Point labeling dataset excerpts:
..............................
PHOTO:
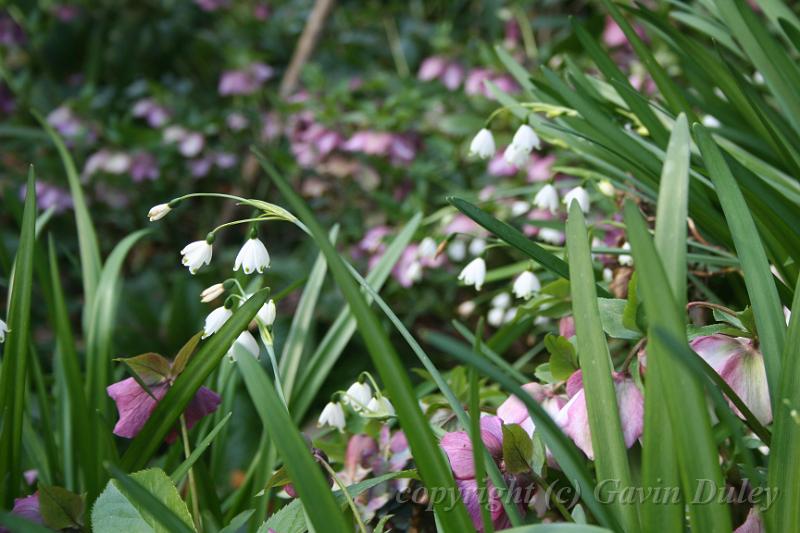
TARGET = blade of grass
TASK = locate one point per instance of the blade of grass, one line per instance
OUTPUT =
(306, 475)
(184, 467)
(611, 460)
(784, 461)
(659, 457)
(343, 328)
(516, 239)
(432, 465)
(761, 289)
(164, 417)
(298, 332)
(15, 354)
(697, 454)
(102, 321)
(78, 406)
(87, 239)
(155, 507)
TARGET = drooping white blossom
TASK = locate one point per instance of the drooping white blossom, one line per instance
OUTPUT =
(580, 195)
(332, 415)
(252, 257)
(526, 284)
(474, 273)
(547, 198)
(215, 320)
(157, 212)
(482, 144)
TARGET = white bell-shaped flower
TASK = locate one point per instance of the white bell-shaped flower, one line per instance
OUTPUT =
(474, 273)
(482, 144)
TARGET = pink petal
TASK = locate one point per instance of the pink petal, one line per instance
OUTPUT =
(134, 405)
(752, 524)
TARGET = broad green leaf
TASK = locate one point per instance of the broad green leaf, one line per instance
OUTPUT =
(60, 508)
(563, 359)
(306, 474)
(433, 467)
(144, 502)
(517, 449)
(166, 414)
(611, 459)
(755, 266)
(15, 353)
(698, 458)
(612, 311)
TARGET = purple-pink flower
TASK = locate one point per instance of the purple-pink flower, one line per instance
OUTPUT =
(135, 405)
(244, 81)
(574, 417)
(458, 447)
(741, 365)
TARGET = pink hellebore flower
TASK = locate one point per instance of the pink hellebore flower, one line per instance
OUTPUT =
(135, 405)
(514, 411)
(574, 417)
(741, 365)
(458, 447)
(244, 81)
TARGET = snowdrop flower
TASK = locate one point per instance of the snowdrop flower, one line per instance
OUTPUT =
(414, 272)
(526, 139)
(253, 257)
(381, 406)
(248, 342)
(457, 250)
(212, 293)
(267, 313)
(482, 145)
(580, 195)
(332, 415)
(625, 259)
(358, 395)
(606, 188)
(466, 308)
(547, 198)
(495, 316)
(526, 284)
(516, 156)
(502, 300)
(427, 248)
(474, 273)
(477, 246)
(196, 254)
(157, 212)
(215, 320)
(519, 208)
(551, 235)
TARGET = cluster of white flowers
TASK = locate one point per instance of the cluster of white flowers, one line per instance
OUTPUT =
(359, 397)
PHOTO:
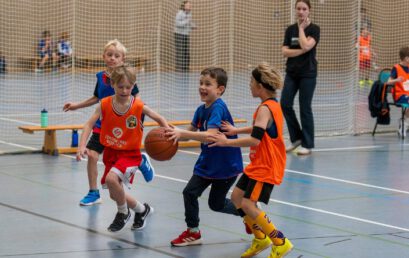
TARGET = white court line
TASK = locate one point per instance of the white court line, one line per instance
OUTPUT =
(341, 149)
(18, 145)
(348, 148)
(329, 178)
(33, 114)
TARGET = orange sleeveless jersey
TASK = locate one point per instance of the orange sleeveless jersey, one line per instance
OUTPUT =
(401, 88)
(364, 50)
(121, 132)
(268, 157)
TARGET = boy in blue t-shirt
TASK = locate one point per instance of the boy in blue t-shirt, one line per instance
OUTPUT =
(218, 167)
(114, 55)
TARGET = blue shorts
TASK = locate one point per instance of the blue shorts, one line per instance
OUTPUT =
(404, 99)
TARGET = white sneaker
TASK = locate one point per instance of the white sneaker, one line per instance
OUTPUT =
(303, 151)
(293, 146)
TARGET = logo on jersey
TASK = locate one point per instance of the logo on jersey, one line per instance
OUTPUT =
(117, 132)
(131, 122)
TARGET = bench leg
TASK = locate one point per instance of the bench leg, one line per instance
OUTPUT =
(50, 142)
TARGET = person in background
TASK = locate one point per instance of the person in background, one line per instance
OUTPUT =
(46, 50)
(183, 27)
(64, 50)
(300, 48)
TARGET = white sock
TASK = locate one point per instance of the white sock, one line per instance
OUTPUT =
(123, 209)
(139, 207)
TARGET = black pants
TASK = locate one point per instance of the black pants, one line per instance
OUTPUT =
(182, 47)
(217, 197)
(306, 87)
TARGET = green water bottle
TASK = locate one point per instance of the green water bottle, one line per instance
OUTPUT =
(44, 118)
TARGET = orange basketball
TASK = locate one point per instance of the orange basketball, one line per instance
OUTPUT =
(157, 147)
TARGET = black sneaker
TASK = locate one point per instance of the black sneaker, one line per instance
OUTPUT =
(119, 222)
(140, 218)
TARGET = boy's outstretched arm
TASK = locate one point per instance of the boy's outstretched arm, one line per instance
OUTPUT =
(86, 132)
(219, 139)
(229, 129)
(155, 116)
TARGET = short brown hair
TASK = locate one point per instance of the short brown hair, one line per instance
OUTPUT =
(307, 2)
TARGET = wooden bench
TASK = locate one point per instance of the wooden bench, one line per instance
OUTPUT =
(50, 137)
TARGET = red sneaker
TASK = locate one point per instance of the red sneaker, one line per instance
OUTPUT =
(248, 229)
(187, 238)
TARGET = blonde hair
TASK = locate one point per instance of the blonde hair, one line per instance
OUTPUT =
(268, 76)
(118, 45)
(121, 72)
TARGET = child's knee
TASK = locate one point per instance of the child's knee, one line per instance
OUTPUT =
(216, 205)
(93, 156)
(189, 194)
(111, 179)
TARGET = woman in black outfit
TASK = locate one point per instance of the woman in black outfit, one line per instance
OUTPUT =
(299, 47)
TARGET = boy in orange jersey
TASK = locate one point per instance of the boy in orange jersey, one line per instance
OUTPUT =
(267, 162)
(121, 134)
(400, 77)
(114, 54)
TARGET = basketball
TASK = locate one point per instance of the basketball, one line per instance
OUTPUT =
(157, 147)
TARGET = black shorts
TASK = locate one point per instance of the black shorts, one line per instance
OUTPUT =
(255, 190)
(94, 144)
..............................
• Requirement:
Output the data above without changes, apart from leaving out the pictures.

• Correct result:
PHOTO:
TARGET = blade of grass
TASK = locate one point per instance of the blade of grass, one line per instance
OUTPUT =
(306, 475)
(184, 467)
(611, 460)
(784, 461)
(659, 457)
(343, 328)
(516, 239)
(432, 465)
(761, 289)
(164, 417)
(298, 332)
(15, 354)
(697, 454)
(102, 321)
(78, 406)
(87, 239)
(155, 507)
TARGET = drooping white blossom
TASK = locate one point per instance of the drooping white blossom, one line per instance
OUTPUT =
(580, 195)
(332, 415)
(252, 257)
(526, 284)
(474, 273)
(547, 198)
(215, 320)
(157, 212)
(482, 144)
TARGET = white bell-shaped flower
TASK = locate one point per instance of the white bell-shaped flower, one line per instance
OUTPUT =
(474, 273)
(482, 144)
TARGET = pink petal
TASK = locate one point per instance of the pink petal, one line per instance
OUTPUT =
(134, 405)
(752, 524)
TARGET = broad green leaf
TASK = locate one point per instance of the broad green leaf, one line per instance
OUTPUT =
(60, 508)
(563, 359)
(306, 474)
(433, 467)
(144, 502)
(517, 449)
(166, 414)
(611, 459)
(755, 266)
(15, 353)
(698, 458)
(612, 311)
TARGET = purple-pink flower
TASK = locate one point per instance of the purple-pink flower, one line per instance
OUTPUT =
(135, 405)
(244, 81)
(574, 417)
(458, 447)
(741, 365)
TARGET = pink hellebore flower
TASK = locate one point per instance of the pink hellebore flower, one line per instance
OUTPUT =
(135, 405)
(514, 411)
(574, 417)
(741, 365)
(458, 447)
(244, 81)
TARGET = snowdrop flower
TASK = locate one point per instance of the snowdrop flower, one line per instance
OUTPUT =
(414, 272)
(526, 139)
(253, 257)
(381, 406)
(248, 342)
(457, 250)
(212, 293)
(267, 313)
(482, 145)
(580, 195)
(332, 415)
(625, 259)
(358, 395)
(606, 188)
(466, 308)
(547, 198)
(495, 316)
(526, 284)
(516, 156)
(502, 300)
(427, 248)
(474, 273)
(477, 246)
(196, 254)
(157, 212)
(215, 320)
(519, 208)
(551, 235)
TARGET = cluster of white flowers
TASK = locate one point per instance of the cluster of white flowers, one line per instance
OUTPUT =
(359, 397)
PHOTO:
TARGET = white court line
TASK = locate one point per instance of the white court line, one line per instance
OUTPUT =
(341, 149)
(18, 145)
(348, 148)
(329, 178)
(33, 114)
TARGET = orange sleeveless jersey
TASK = locate one point per instance of the orange sleeveless jersey, one line per instance
OUTPUT =
(401, 88)
(364, 50)
(121, 132)
(268, 157)
TARGET = boy in blue t-shirt
TASK = locate one point per instance of the boy in blue t-shirt, one line per instance
OUTPUT =
(218, 167)
(114, 55)
TARGET = blue shorts
TASK = locate one point per instance of the blue shorts, one line per instance
OUTPUT =
(404, 99)
TARGET = white sneaker
TASK = locate one point per instance of the white sneaker, one line per instance
OUTPUT =
(303, 151)
(293, 146)
TARGET = logo on jersey
TASK = locate one point per instance of the logo on jersey, one line per instance
OUTPUT =
(117, 132)
(131, 122)
TARGET = bench leg
TASK = locate one point per instance of the bench leg, one line per instance
OUTPUT =
(50, 142)
TARGET = person in background
TASK = locate one point per instance of the person in background, one line per instance
OUTPUT =
(46, 50)
(183, 27)
(64, 50)
(300, 48)
TARGET = white sock
TASK = locate one point per instance of the white sock, one line per instance
OUTPUT =
(123, 209)
(139, 207)
TARGET = black pants
TASK = locate one point per instance of the black pants, one line per instance
OUTPUT =
(182, 47)
(217, 197)
(306, 87)
TARGET = green water bottle
TASK = locate one point per instance of the green water bottle, one line per instance
OUTPUT =
(44, 118)
TARGET = orange basketball
TASK = locate one point per instance of the orange basketball, one line per instance
OUTPUT =
(157, 147)
TARGET = black sneaker
TASK = locate one point per instance of the black sneaker, one line per instance
OUTPUT =
(119, 222)
(140, 218)
TARGET = boy's outstretched arm
TASK = locate one point per instance of the boy's outstretched arm, one line per instance
OUTPUT =
(86, 132)
(219, 139)
(229, 129)
(155, 116)
TARGET = short brown hair
TASK = locate one point per instance of the short brown hair, one line per instance
OUTPUT =
(307, 2)
TARGET = wooden bench
TASK = locate one point per instance of the wooden bench, one line per instance
OUTPUT =
(50, 137)
TARGET = red sneaker
TASK = locate one point per instance of the red sneaker, one line per instance
OUTPUT =
(248, 229)
(187, 238)
TARGET = blonde hair
TASK = locate one point per instance of the blonde hair, one line per instance
OUTPUT =
(268, 76)
(118, 45)
(121, 72)
TARGET = child's knee
TASK = locate one point per instance of the child's knee, one line per instance
OUTPUT =
(216, 205)
(93, 156)
(189, 194)
(111, 179)
TARGET = woman in black outfit
TASK = locate one point per instance of the woman in black outfit, one line per instance
OUTPUT =
(299, 47)
TARGET = boy in orange jersey
TASK = locate one point per instance of the boy in orange jersey, one line per instance
OUTPUT =
(267, 162)
(121, 134)
(400, 77)
(114, 54)
TARGET = basketball
TASK = locate one point per instance of the basketball, one line per instance
OUTPUT =
(157, 147)
TARGET = black shorts
TASK = locate one point per instance of the black shorts, one line per instance
OUTPUT =
(255, 190)
(94, 144)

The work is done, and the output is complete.